> **TASK TO COMPLETE**: Print the items below word for word, starting at the line that contains "Pick out every instance of the green" and ending after the line that contains "Target | holster".

(Stored entries)
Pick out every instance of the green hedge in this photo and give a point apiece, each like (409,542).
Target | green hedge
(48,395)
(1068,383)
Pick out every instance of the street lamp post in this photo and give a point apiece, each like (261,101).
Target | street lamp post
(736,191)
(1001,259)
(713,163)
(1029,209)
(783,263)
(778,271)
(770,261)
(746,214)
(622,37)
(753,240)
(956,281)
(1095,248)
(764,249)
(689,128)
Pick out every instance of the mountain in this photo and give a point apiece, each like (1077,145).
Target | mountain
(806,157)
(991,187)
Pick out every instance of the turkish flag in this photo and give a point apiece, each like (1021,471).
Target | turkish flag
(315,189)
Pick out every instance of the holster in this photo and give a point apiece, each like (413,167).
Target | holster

* * *

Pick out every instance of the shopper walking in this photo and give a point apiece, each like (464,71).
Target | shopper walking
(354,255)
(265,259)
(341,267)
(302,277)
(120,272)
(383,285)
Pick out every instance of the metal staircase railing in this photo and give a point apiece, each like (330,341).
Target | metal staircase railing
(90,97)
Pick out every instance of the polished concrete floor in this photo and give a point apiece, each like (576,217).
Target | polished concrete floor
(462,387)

> **EXERCISE SOLUTION**:
Pick out every instance of the green hedge in this photo and give a point apiece, each like (409,542).
Target | green hedge
(48,395)
(1068,383)
Pick out every instance of the street lamp post in this photo and give a point apiece, each like (261,101).
Target | street lamp post
(736,191)
(1001,259)
(713,163)
(1029,209)
(783,263)
(778,271)
(770,261)
(746,214)
(622,37)
(753,240)
(956,281)
(1095,248)
(764,249)
(689,128)
Pick out every instance of the mountain in this photo and give a point apiece, each like (1077,145).
Target | mountain
(806,157)
(991,187)
Pick out every instance of the turkish flag in this photo and give a point apiece, each like (1021,471).
Target | turkish flag
(315,189)
Pick out every instance of the holster in this photo and give a point apiece, each like (413,167).
Target | holster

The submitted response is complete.